This is an important article for practitioners because it brings specific investing decisions that are often treated as afterthoughts, to the forefront in style-based investing. The authors propose that decisions made beyond the initial decision to invest in a style, such as value or momentum, are alpha-generating. The authors label this, “Craftsmanship Alpha.”
Although the same style labels are applied to a number of portfolios, those portfolios can and do differ significantly across a number of dimensions. For example, the specific definition of style may be applied in a long only versus a long/short strategy, or the style may be defined by a single variable or multiple definitions may be combined into one.
This recognition is a powerful insight for practitioners. Using simulated data in backtests from 1990 to 2015, the authors examine the value added (or lost) from differences in implementation decisions. In addition to discussing the complexities of integrating different style in a multi-style portfolio, and the pros and cons of tactical timing versus the maintenance of strategic allocations, the authors consider the following:
- Does the definition of the signal (single versus multiple measures combined) matter?(1)

• [Required work]:
1) Rewrite the rows starting with the line containing "Check that every instance of the person in" and going on through the line containing "[[709, 54]]", with "grey jacket" replaced by "blue jacket" and everything else left unchanged.
2) Write the next part of the passage on Craftsmanship Alpha in style-based investing, picking up after its last line.
The rows that come next are unrelated to the passage on style-based investing.

• [Extracted material]:
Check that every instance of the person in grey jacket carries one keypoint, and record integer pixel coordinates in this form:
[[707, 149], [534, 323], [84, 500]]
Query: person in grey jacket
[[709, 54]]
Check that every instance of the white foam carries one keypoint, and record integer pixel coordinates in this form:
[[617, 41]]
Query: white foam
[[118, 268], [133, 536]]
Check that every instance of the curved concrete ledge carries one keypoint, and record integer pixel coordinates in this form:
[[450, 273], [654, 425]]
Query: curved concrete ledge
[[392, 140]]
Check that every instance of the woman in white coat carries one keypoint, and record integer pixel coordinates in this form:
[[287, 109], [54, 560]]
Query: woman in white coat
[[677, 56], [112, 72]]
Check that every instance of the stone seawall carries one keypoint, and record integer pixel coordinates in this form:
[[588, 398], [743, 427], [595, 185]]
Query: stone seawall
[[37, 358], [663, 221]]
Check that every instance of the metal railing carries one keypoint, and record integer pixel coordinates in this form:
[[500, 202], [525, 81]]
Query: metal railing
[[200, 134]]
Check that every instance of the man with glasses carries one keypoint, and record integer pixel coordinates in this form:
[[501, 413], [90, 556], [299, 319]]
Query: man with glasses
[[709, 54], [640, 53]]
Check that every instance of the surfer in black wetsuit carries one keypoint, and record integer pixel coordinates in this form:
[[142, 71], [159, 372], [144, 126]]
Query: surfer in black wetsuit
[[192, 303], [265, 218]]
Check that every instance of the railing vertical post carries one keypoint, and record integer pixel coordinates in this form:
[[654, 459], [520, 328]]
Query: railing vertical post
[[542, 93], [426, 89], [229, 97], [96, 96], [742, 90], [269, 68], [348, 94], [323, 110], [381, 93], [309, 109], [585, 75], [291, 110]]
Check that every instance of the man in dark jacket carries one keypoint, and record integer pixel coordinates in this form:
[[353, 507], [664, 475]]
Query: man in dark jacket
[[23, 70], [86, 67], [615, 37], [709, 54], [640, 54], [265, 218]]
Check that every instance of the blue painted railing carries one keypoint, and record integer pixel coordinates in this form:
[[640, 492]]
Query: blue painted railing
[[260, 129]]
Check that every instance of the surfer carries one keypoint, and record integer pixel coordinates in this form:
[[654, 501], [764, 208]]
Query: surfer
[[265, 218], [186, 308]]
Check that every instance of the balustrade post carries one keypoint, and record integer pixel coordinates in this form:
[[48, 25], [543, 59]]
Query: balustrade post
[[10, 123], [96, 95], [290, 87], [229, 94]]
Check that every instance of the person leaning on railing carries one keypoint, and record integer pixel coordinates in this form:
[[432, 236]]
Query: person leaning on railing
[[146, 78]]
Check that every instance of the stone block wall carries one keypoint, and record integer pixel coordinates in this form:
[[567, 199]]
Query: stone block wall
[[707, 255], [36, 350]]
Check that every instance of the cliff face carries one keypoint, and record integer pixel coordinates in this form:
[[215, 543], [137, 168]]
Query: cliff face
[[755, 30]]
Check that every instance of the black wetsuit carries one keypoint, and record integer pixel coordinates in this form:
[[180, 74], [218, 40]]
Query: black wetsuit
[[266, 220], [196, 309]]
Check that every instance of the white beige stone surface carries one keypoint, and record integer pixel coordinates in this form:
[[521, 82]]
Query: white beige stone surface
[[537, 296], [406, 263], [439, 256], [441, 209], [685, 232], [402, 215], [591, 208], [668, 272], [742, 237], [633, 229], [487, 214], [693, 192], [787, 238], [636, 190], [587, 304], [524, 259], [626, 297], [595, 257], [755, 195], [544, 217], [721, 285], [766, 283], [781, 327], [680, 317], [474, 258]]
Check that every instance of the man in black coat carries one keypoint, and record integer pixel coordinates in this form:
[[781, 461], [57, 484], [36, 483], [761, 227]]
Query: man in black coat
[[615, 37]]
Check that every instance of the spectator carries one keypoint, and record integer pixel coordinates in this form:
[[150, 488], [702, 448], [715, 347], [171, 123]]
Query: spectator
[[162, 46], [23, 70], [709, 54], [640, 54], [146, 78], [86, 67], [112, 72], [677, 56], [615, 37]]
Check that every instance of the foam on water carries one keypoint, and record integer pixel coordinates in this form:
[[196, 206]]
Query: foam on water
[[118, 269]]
==
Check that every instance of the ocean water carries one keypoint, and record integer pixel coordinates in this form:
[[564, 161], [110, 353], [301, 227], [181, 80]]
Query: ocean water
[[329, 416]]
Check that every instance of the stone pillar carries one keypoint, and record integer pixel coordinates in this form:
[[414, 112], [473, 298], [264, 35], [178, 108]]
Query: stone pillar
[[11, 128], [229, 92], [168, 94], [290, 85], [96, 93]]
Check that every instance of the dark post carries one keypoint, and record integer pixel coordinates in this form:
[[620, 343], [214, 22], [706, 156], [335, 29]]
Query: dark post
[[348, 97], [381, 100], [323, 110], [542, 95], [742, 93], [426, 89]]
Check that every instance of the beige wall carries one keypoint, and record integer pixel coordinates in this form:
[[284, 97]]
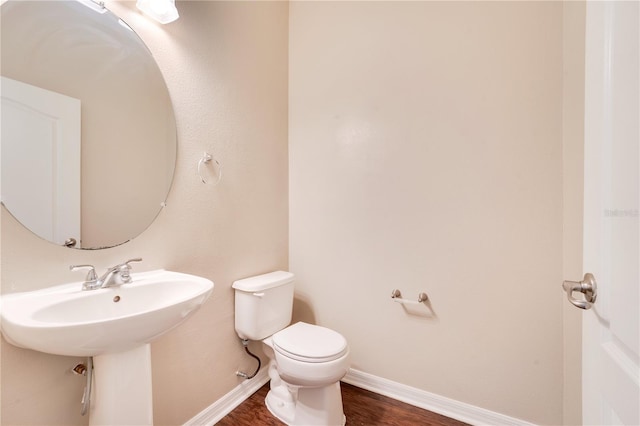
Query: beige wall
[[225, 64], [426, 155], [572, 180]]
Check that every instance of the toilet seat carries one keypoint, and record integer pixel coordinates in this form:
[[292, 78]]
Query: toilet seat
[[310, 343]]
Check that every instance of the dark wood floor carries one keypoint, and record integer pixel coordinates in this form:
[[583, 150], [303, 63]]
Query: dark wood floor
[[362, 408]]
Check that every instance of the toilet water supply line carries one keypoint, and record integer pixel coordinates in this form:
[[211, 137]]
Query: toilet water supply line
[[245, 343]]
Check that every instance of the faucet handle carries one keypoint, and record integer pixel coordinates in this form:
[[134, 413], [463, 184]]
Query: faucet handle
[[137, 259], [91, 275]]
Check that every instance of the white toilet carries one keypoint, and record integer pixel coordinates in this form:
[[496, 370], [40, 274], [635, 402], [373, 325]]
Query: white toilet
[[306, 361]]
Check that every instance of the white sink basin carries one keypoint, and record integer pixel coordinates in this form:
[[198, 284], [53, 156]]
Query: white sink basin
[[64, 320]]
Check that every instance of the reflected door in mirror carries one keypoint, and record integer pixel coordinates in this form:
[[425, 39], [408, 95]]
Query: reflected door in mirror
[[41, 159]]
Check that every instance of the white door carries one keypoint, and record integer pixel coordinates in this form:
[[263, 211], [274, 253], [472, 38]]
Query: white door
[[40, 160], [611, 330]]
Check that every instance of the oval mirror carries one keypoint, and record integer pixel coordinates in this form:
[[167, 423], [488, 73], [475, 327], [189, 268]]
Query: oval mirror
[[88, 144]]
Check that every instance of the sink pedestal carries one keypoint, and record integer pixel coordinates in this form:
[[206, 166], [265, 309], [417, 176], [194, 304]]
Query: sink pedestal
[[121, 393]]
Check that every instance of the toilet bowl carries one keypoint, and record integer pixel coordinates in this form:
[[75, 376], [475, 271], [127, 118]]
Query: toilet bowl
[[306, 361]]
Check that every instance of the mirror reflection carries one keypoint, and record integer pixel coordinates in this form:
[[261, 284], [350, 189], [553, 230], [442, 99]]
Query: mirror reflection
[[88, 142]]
* * *
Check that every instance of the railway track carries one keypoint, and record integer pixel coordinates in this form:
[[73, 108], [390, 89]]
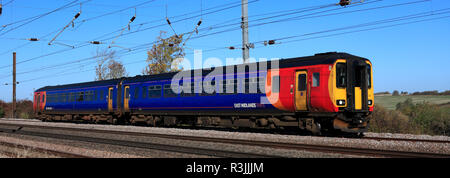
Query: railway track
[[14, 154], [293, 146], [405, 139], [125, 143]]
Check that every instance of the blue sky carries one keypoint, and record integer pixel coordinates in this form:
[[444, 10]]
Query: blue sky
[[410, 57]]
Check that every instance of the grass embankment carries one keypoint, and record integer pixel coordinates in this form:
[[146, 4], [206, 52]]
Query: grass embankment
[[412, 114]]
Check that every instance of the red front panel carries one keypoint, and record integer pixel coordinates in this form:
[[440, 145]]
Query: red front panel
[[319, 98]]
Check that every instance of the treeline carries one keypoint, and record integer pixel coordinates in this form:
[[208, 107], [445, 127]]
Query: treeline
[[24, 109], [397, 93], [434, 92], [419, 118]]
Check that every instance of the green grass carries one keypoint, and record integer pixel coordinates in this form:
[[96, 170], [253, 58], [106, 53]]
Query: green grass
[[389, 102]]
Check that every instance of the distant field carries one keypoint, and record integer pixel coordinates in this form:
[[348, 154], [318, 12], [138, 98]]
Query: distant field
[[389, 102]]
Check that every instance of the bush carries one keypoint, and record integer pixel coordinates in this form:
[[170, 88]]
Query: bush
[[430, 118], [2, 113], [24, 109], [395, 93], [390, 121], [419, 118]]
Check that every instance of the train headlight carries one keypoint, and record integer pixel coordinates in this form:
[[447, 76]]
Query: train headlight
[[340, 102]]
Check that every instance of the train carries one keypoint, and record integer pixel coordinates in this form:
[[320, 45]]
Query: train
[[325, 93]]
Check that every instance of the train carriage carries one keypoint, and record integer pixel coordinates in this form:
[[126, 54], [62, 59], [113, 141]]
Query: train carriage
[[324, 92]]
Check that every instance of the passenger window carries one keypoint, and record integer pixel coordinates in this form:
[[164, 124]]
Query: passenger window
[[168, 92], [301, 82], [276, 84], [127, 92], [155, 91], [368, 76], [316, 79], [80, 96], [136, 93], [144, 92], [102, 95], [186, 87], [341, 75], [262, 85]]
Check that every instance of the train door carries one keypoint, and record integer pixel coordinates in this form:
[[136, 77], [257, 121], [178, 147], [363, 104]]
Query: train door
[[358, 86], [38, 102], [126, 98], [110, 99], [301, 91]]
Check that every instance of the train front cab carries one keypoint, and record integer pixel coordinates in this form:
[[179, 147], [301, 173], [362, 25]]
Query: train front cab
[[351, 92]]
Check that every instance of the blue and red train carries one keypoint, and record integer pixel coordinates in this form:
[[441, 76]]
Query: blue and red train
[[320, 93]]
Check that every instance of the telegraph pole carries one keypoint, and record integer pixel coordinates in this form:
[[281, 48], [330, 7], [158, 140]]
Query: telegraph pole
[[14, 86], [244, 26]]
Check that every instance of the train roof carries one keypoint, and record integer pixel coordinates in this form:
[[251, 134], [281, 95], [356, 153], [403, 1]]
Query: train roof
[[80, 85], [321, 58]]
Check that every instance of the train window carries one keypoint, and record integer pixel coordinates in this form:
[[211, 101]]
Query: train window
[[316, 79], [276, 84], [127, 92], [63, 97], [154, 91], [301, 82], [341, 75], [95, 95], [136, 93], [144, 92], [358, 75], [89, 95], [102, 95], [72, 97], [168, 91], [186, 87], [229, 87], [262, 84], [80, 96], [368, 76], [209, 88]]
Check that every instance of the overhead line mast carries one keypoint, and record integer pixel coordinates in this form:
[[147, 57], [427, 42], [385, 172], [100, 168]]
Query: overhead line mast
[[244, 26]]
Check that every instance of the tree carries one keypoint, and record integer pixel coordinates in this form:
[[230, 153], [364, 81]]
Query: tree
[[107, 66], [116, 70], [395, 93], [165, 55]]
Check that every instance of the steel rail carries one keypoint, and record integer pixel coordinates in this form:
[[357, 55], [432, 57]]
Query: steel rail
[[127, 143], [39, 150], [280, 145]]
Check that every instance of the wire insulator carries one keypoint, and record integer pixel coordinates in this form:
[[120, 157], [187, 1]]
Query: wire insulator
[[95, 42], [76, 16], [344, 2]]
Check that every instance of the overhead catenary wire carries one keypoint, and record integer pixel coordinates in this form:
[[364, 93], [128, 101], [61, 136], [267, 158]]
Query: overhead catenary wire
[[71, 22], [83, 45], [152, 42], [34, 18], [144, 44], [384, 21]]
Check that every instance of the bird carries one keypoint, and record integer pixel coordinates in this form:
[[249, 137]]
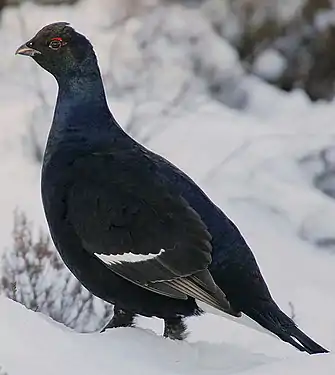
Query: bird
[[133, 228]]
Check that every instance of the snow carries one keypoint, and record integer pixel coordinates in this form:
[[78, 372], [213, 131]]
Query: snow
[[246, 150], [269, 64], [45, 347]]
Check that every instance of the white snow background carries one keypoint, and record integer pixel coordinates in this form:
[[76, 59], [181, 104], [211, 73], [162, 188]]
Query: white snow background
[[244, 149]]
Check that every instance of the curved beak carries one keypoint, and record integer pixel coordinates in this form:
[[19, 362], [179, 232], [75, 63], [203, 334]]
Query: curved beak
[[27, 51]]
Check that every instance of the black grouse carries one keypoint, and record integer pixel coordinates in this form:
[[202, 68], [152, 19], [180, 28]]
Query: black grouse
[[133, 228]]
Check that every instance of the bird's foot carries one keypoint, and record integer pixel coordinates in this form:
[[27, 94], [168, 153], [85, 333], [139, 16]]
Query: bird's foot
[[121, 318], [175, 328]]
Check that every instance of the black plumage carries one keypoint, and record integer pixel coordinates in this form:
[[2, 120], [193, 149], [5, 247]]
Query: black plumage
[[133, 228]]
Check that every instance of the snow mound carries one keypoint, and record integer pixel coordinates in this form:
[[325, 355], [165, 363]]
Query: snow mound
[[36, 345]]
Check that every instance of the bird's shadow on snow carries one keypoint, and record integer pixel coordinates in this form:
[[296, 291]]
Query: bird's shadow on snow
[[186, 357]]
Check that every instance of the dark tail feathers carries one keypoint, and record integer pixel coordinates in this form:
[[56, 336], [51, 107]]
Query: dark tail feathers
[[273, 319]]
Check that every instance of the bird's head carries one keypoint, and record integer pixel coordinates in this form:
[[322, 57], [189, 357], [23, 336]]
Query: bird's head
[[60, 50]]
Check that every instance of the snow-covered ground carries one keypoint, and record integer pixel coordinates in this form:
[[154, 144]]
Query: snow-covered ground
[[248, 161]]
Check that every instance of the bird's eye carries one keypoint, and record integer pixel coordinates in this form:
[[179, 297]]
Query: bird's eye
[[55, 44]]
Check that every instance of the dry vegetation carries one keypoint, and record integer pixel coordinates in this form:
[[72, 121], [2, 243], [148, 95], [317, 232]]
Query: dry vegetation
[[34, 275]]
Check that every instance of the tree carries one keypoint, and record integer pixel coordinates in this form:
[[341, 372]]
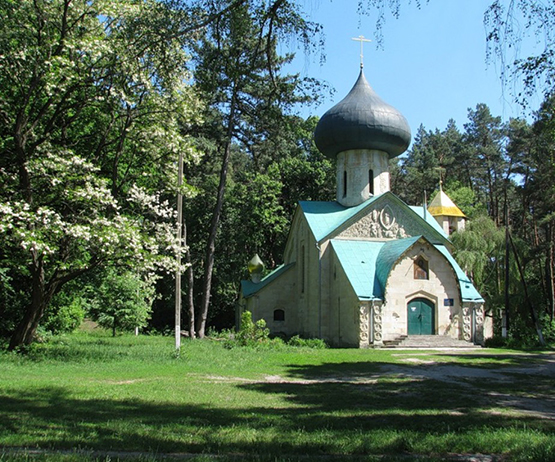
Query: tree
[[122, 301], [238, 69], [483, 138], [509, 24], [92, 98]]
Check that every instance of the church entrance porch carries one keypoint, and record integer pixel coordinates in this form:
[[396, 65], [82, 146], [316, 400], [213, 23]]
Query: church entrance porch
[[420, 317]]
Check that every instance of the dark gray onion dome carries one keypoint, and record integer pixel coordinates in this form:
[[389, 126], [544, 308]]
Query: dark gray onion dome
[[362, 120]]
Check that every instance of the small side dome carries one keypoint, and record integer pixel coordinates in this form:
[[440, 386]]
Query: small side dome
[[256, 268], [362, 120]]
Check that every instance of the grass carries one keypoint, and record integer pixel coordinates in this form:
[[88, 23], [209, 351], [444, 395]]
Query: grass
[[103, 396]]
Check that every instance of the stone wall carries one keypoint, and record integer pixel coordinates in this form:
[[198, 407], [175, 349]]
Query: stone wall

• [In response]:
1)
Check that every instance of the person in blue jacket carries one keypoint, and record integer pixel coordinates in this form:
[[707, 149], [534, 323], [84, 500]]
Query: person in blue jacket
[[709, 54]]

2)
- Does the type of weighting scheme add value?
- Does controlling the extent of unintended risk exposures matter?
- Can the trading cost of rebalancing frequency detract from performance?
The questions of interest were examined using traditional value and momentum styles, although the results and implications can be extrapolated to other styles and factors.
What are the Academic Insights?
- YES. The use of multiple measures of a factor or style is advantageous because it mitigates the noise associated with a single measure and may separate the “true” measure of the factor by identifying the common component across several definitions. A comparison of Book/Price and a combined measure of 5 value indicators produced positive excess returns (.07 for B/P and .26 for the combination) while maintaining a strong positive correlation between the two measures. Datamining issues aside the combination measure is argued as a more robust representation of the style desired.
- YES. The cutoff point for including stocks and the ultimate weighting scheme utilized for a factor based portfolio had a large impact for the value portfolio tested. For example, the simulated Sharpe Ratio increased from slightly under .3 for the market cap weighted portfolio to approximately .4 for the factor weighted portfolio.
- YES. The excess returns and Sharpe Ratios for a “pure play” value portfolio exceeded that of a simple B/P portfolio that contains inadvertent market and industry bets. The Sharpe Ratio is .05 for the B/P portfolio and approximately .17 for the risk-controlled portfolio. Portfolio construction methodology that neutralizes industry and market bets usually results in higher Sharpe Ratios via a reduction in volatility with the caveat that turnover is also higher.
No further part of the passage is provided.